Records from a point labeling set:
— Begin —

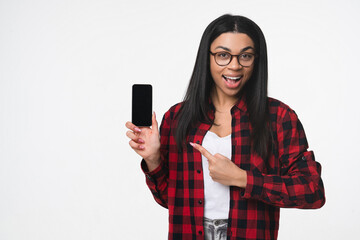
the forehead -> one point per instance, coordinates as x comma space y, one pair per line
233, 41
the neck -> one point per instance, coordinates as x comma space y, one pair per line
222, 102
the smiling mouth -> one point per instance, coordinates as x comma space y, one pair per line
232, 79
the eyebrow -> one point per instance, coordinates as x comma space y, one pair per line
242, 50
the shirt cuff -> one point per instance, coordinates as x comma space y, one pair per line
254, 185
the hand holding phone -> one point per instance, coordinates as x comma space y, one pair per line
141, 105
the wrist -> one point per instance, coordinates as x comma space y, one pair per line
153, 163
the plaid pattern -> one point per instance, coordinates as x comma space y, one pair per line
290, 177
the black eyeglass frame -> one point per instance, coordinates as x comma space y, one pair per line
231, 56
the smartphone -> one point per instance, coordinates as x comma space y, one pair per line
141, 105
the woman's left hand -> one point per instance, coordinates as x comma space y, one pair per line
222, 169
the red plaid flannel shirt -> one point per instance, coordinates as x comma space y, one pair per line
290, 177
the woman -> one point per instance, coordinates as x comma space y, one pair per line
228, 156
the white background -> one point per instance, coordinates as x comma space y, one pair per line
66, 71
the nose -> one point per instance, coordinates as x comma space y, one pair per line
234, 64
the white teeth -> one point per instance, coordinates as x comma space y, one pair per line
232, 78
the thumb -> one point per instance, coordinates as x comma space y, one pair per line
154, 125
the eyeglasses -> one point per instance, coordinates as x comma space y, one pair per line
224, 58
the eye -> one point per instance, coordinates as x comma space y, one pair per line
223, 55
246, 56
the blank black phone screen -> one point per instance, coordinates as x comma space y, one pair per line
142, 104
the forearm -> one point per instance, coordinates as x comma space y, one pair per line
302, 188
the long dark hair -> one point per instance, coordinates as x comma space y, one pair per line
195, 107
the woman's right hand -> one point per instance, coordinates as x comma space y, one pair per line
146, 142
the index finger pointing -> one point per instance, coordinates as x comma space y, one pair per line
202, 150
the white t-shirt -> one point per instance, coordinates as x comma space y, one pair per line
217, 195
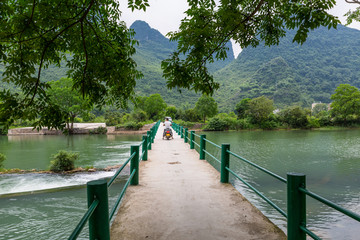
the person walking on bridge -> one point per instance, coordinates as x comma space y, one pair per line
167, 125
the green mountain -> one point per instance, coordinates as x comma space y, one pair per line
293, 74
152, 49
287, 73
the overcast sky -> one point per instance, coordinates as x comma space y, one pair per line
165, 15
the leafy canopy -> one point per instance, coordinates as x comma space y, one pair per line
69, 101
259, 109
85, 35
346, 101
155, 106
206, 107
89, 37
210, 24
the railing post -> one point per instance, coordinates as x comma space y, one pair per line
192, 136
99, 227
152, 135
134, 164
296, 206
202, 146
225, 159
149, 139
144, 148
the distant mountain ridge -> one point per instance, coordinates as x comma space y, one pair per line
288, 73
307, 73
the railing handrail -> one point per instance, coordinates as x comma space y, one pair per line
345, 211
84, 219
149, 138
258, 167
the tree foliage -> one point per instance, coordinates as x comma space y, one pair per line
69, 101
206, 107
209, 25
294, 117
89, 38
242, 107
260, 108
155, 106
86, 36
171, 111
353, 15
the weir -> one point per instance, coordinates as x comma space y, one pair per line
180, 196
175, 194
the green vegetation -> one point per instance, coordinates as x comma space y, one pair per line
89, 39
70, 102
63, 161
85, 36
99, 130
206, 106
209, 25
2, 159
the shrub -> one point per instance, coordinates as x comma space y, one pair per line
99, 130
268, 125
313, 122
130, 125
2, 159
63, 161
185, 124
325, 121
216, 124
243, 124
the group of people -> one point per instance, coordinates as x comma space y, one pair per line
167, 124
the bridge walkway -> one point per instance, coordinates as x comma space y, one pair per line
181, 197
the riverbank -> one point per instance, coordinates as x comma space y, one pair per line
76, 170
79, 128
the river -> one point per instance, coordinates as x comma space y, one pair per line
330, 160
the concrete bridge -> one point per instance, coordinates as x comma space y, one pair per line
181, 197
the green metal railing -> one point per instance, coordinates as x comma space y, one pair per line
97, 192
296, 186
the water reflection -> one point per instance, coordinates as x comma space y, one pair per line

— End —
— Begin —

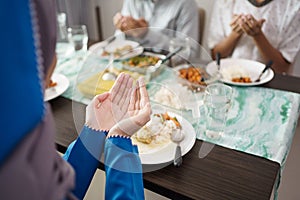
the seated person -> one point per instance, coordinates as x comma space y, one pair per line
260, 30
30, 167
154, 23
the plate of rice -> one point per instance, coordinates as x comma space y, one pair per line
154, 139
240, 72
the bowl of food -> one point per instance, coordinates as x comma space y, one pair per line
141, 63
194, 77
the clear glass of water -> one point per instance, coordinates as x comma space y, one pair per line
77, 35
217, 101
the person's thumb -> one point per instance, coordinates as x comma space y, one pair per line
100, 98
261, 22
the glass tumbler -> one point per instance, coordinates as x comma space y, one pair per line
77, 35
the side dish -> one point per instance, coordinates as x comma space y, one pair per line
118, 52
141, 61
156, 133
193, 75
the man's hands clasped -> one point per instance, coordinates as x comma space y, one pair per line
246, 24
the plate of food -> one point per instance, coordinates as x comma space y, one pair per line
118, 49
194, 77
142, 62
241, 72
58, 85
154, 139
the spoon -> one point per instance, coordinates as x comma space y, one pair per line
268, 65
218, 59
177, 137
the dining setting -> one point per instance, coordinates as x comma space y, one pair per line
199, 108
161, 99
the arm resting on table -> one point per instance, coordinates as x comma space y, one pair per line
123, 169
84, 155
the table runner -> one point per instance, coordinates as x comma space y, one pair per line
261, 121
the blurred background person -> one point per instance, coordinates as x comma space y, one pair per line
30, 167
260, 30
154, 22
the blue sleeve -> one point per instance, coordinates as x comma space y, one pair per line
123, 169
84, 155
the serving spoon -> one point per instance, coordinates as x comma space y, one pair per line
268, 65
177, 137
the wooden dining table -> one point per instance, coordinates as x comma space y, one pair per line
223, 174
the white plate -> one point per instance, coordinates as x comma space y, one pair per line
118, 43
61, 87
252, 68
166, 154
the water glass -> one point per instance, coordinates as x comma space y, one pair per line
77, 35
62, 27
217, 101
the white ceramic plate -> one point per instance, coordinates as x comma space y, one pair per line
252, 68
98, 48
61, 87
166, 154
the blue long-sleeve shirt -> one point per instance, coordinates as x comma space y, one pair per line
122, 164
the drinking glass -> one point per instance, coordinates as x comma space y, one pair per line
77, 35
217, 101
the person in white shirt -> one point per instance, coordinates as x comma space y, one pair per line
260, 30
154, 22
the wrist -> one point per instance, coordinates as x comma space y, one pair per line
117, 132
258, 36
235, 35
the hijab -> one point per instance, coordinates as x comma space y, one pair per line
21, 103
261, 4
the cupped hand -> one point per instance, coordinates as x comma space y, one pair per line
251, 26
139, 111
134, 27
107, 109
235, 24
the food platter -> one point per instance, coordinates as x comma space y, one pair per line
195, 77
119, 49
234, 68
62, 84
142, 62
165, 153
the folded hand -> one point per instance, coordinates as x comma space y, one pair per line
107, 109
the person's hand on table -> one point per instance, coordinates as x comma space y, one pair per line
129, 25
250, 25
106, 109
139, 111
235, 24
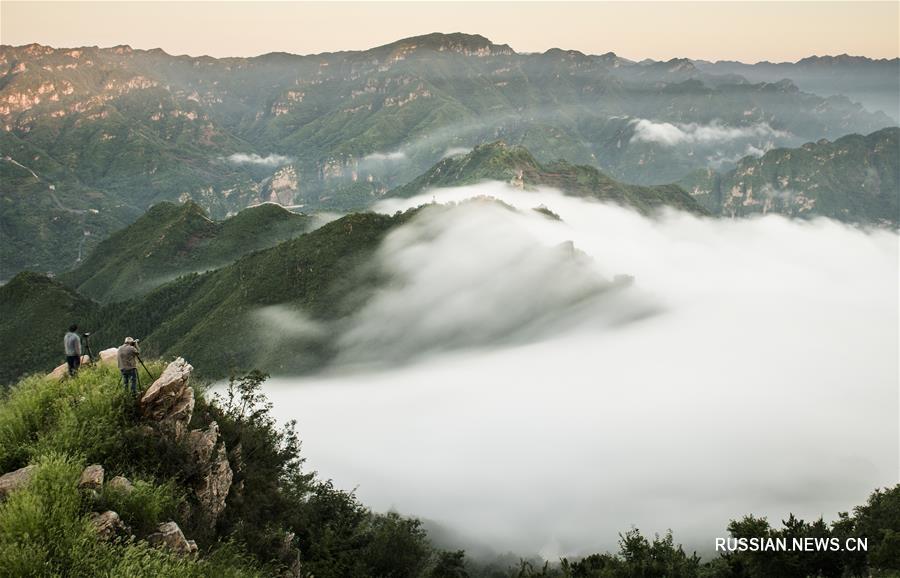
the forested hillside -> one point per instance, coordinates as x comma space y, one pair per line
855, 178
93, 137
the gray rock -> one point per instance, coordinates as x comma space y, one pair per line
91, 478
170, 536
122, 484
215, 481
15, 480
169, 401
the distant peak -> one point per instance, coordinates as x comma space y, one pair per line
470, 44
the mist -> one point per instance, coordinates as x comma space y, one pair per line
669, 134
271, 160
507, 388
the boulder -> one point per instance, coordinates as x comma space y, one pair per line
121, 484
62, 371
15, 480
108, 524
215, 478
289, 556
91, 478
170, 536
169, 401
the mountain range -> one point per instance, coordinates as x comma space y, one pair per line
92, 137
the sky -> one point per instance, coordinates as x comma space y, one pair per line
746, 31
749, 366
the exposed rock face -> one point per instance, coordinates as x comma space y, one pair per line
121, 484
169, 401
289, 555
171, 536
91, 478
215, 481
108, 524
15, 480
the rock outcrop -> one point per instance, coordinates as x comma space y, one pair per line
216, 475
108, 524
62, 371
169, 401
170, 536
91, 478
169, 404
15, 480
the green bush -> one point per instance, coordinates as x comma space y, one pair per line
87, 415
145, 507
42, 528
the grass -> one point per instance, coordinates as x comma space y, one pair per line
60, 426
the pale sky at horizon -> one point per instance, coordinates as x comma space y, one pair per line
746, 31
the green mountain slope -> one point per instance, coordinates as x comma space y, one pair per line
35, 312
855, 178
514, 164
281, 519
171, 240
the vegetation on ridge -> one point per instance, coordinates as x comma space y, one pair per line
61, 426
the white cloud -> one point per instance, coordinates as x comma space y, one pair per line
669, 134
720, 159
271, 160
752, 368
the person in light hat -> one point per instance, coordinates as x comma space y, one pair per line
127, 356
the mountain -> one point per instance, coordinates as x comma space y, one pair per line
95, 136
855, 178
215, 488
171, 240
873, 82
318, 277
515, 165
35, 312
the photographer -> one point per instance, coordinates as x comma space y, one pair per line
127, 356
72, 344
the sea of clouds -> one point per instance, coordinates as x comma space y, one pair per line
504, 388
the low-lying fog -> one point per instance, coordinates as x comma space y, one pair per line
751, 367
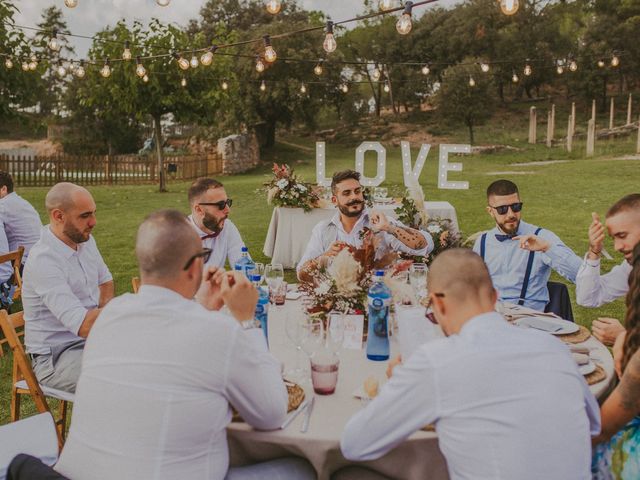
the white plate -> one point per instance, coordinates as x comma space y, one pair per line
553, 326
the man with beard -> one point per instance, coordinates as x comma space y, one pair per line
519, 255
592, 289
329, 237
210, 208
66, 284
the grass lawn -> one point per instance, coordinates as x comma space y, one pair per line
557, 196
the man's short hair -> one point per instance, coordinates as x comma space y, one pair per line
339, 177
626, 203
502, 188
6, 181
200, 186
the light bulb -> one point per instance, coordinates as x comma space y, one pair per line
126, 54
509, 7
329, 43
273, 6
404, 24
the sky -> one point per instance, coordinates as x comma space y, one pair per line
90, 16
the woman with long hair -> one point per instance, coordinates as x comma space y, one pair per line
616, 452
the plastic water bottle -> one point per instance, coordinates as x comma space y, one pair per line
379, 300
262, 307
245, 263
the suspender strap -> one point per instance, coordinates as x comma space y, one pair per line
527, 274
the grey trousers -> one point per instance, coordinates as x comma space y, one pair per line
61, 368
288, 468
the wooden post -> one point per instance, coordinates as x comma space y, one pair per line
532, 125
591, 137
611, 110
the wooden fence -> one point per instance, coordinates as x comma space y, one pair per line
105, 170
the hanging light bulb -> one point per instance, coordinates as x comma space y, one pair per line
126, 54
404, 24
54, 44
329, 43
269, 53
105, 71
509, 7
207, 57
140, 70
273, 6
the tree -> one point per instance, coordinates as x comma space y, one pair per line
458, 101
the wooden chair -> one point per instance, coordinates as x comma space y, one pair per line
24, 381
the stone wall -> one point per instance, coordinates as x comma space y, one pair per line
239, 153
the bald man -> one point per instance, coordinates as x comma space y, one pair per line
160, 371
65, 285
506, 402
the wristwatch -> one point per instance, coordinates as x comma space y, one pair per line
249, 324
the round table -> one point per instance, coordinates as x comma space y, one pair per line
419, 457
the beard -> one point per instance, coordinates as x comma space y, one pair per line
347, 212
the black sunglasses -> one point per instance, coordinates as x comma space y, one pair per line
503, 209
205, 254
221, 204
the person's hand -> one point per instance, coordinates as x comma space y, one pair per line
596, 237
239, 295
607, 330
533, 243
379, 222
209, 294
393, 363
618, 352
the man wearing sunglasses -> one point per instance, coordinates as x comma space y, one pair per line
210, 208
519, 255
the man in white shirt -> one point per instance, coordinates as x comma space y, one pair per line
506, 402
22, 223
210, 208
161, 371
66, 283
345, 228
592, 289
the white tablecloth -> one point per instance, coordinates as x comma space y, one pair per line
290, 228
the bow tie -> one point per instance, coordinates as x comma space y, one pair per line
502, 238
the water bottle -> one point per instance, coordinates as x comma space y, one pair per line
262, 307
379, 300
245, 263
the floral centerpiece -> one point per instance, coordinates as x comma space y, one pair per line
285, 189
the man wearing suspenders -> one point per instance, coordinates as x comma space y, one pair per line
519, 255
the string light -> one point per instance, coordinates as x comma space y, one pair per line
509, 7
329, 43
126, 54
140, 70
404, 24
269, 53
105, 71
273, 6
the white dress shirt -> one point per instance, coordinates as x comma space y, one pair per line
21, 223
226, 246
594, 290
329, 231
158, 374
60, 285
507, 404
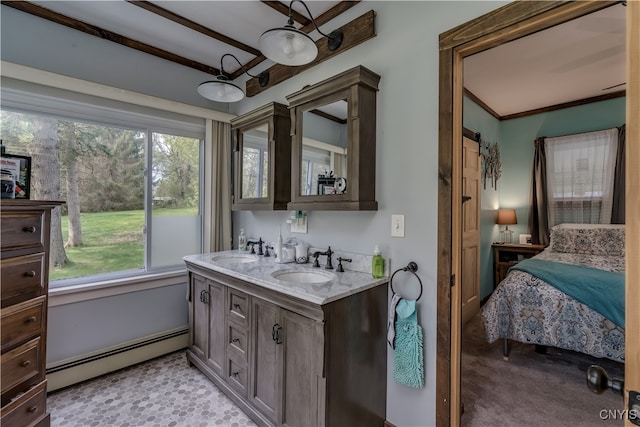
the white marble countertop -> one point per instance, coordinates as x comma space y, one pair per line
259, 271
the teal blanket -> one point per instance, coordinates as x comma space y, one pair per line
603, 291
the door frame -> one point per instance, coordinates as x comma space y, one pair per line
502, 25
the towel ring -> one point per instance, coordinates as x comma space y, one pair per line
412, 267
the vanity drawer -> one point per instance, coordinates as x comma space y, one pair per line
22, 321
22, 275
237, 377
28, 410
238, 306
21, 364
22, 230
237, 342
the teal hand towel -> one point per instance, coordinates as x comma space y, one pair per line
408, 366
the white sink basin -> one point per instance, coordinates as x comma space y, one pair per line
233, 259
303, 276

— End —

» **Task goal**: Filter the rows above, copying out each line that contains the word "blue" and leaving all other lines behind.

» **Solution**:
the blue sleeve -> one point per instance, coordinates as x comma space y, one pair per line
the blue long-sleeve shirt -> one point per instance, coordinates as x comma space y, one pair per line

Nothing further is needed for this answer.